* DESCRIPTION OF THE TASK *
Pick out every line below that contains the string "yellow", treating uppercase and lowercase as different.

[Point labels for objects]
-- Start --

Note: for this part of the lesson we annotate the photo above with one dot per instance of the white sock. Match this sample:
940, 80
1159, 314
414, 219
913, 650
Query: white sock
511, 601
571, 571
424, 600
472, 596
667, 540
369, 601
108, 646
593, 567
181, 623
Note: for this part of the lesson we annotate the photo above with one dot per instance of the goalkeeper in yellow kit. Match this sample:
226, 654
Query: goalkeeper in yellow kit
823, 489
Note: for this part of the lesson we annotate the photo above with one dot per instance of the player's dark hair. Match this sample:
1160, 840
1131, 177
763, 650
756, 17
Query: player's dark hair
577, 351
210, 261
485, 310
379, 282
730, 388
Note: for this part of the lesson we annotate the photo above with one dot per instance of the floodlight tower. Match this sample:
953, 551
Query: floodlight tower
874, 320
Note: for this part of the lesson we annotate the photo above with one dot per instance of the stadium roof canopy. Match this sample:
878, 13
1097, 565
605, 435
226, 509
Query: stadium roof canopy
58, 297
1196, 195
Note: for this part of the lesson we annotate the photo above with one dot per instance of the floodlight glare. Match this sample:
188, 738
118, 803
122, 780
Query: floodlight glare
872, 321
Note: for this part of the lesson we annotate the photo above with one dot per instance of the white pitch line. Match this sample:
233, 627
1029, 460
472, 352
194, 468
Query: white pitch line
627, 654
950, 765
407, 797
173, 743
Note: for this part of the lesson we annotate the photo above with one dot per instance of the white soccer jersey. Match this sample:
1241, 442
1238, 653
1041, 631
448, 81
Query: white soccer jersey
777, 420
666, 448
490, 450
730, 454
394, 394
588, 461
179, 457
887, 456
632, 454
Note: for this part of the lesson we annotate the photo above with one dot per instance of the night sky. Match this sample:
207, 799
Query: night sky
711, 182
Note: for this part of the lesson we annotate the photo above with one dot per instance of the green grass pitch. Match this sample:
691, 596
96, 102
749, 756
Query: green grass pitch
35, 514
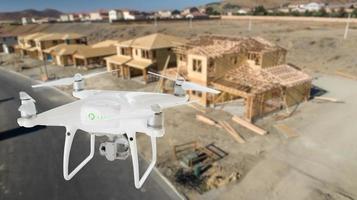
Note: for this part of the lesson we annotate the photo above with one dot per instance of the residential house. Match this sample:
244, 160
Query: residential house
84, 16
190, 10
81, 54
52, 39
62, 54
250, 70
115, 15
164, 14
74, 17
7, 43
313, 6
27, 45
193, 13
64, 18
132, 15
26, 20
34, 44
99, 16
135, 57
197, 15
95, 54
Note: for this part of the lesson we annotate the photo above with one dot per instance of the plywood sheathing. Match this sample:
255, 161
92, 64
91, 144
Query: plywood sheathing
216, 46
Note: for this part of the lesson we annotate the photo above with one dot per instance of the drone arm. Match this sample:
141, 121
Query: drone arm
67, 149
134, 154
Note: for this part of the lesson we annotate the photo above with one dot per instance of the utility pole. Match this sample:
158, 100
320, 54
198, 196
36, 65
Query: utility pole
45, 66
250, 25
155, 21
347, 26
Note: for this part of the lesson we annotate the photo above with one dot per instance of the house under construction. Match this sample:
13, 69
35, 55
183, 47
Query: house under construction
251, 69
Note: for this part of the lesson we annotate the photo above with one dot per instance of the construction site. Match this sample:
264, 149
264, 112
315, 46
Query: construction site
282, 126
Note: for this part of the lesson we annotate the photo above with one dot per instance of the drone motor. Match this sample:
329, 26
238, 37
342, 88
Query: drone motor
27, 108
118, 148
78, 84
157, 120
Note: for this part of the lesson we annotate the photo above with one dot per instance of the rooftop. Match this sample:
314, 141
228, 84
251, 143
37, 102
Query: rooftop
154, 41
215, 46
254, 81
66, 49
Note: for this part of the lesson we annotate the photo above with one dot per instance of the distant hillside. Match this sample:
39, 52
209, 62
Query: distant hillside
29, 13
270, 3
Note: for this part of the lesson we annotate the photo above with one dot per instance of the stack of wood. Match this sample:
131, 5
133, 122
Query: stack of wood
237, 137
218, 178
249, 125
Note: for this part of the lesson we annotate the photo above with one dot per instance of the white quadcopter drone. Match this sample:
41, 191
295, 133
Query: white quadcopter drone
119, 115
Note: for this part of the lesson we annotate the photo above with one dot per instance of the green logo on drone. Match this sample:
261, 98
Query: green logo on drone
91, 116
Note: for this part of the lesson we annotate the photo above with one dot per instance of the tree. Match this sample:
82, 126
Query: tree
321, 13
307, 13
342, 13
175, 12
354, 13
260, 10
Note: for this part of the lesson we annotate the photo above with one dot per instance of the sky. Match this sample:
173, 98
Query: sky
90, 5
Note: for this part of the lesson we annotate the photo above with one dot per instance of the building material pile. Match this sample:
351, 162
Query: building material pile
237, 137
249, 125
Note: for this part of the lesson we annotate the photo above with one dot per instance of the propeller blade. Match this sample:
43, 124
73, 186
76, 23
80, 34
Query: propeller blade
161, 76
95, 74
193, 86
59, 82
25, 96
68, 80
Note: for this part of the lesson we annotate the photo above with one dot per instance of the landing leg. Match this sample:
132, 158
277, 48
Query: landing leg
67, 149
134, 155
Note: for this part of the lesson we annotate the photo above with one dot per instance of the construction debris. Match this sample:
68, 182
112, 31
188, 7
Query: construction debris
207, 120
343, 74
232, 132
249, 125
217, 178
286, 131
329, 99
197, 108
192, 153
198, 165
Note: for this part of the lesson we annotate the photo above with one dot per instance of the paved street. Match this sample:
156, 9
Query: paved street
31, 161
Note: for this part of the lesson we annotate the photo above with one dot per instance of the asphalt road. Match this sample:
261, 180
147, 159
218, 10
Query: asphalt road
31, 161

-- End --
-- Start --

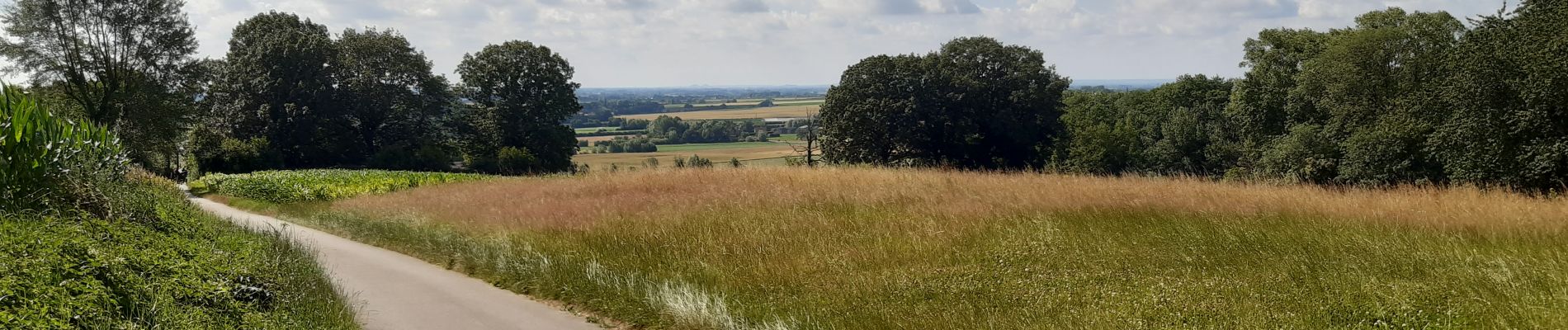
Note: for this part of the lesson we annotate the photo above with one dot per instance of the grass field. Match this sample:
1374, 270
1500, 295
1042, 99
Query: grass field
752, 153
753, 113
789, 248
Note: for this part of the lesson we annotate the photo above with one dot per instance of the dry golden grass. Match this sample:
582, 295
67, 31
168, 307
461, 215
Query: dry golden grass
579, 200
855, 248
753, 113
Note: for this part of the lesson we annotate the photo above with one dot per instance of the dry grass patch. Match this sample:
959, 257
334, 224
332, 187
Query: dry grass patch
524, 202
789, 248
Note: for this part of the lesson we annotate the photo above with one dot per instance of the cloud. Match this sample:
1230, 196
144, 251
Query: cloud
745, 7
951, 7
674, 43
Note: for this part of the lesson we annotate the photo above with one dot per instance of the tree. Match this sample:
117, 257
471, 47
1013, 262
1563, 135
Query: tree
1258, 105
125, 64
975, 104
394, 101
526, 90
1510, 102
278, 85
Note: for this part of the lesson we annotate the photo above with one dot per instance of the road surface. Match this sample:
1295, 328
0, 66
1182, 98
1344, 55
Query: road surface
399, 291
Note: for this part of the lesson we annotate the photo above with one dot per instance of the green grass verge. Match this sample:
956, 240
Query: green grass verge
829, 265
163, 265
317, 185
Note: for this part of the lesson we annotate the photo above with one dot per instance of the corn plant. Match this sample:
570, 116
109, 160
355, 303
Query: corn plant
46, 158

-- End --
-- Start --

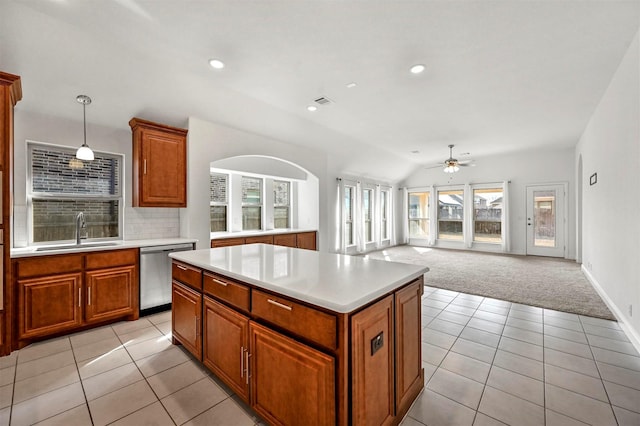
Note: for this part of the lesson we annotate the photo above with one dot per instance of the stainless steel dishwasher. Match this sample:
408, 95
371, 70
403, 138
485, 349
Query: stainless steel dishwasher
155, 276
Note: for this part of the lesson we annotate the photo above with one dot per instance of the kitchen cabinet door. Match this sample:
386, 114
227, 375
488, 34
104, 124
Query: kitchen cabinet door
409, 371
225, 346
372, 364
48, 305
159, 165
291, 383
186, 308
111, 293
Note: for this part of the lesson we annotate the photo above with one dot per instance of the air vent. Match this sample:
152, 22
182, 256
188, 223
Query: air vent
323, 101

-- End --

* EXERCISE RESPONSE *
Note: for this part of the lesson we annotate the photo above with one dot per instance of the goalkeeper in yellow kit. Match this sample:
Query: goalkeeper in yellow kit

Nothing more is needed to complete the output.